> [WORK TO DO]
Would you restate all the data that follows, word for word?
━━━━━━━━━━
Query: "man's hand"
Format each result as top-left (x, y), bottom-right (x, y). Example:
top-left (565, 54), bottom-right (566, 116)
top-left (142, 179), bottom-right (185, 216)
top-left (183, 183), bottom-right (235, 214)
━━━━━━━━━━
> [ANSWER FOR THE TASK]
Query: "man's hand"
Format each result as top-left (x, y), bottom-right (x, y). Example:
top-left (565, 54), bottom-right (566, 116)
top-left (142, 179), bottom-right (185, 216)
top-left (183, 183), bottom-right (235, 214)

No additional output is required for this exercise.